Par la suite, l’artiste sera humilié à son tour dans Le Rite. Il est vrai que ce n’est pas la première fois que l’artiste est humilié par la société. Le cirque d’Albert devait affronter la société en général dans La Nuit des Forains, à présent, dans Le Rite, les artistes affrontent la censure. Les trois comédiens sont accusés de jouer un spectacle portant atteinte aux bonnes moeurs. Un juge d’instruction les interroge. Cette situation elle-même engendre l’humiliation. La raideur du juge, avec sa politesse froide explique cette humiliation au long de l’interrogatoire. Le viol de l’actrice dans son bureau par le juge évoque cette humiliation.
Cependant, Bergman décrit l’humiliation envisagée des deux côtés: du côté des artistes qui doivent se soumettre à un contrôle et du côté du juge qui y procède. Pendant l’interrogatoire individuel, Sebastien ne tarit pas d’insultes: « Je vous trouve ridicule avec votre maudite dignité ... Votre hygiène laisse à désirer ... Je vous méprise. Vous et votre empressement ridicule. Vous êtes un imbécile mesquin! » Et on voit le juge en plan serré progressivement affecté par ce qu’il entend.
════════════════
CONSIGNE 1 - Rassemblez toutes les lignes des enregistrements qui contiennent la chaîne « robe ».
L'extrait sur Le Rite de Bergman et les enregistrements n'ont aucun rapport entre eux.
════════════════
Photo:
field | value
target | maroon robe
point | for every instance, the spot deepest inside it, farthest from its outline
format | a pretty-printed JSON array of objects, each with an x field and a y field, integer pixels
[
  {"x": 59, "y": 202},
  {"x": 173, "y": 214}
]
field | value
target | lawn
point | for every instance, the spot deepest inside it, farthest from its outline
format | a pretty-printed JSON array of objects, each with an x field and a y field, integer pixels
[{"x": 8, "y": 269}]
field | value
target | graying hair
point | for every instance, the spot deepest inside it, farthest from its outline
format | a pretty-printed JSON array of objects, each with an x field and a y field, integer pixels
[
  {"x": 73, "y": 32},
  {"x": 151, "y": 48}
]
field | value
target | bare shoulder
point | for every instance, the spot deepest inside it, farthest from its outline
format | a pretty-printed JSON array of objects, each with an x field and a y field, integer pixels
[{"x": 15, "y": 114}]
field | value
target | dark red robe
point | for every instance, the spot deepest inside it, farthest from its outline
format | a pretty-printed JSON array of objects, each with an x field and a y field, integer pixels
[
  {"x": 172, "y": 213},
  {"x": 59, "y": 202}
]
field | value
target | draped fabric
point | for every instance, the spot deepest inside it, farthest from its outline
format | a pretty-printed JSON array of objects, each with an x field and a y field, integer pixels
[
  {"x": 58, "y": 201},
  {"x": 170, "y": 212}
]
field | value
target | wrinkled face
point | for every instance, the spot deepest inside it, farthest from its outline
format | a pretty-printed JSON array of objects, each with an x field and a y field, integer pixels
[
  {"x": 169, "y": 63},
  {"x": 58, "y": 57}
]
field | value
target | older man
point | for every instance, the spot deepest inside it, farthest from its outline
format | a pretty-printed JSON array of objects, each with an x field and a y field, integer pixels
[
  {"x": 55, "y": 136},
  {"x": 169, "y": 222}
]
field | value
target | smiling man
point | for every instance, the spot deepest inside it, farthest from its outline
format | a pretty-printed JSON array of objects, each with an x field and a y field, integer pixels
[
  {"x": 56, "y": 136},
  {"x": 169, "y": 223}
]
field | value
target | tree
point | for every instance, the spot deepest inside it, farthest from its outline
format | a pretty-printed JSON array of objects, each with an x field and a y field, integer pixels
════════════════
CONSIGNE 2 - Transcrivez à l'identique l'intégralité de l'extrait sur Le Rite de Bergman.

RÉSULTAT OBTENU 1 -
target | maroon robe
target | dark red robe

RÉSULTAT OBTENU 2 -
Par la suite, l’artiste sera humilié à son tour dans Le Rite. Il est vrai que ce n’est pas la première fois que l’artiste est humilié par la société. Le cirque d’Albert devait affronter la société en général dans La Nuit des Forains, à présent, dans Le Rite, les artistes affrontent la censure. Les trois comédiens sont accusés de jouer un spectacle portant atteinte aux bonnes moeurs. Un juge d’instruction les interroge. Cette situation elle-même engendre l’humiliation. La raideur du juge, avec sa politesse froide explique cette humiliation au long de l’interrogatoire. Le viol de l’actrice dans son bureau par le juge évoque cette humiliation.
Cependant, Bergman décrit l’humiliation envisagée des deux côtés: du côté des artistes qui doivent se soumettre à un contrôle et du côté du juge qui y procède. Pendant l’interrogatoire individuel, Sebastien ne tarit pas d’insultes: « Je vous trouve ridicule avec votre maudite dignité ... Votre hygiène laisse à désirer ... Je vous méprise. Vous et votre empressement ridicule. Vous êtes un imbécile mesquin! » Et on voit le juge en plan serré progressivement affecté par ce qu’il entend.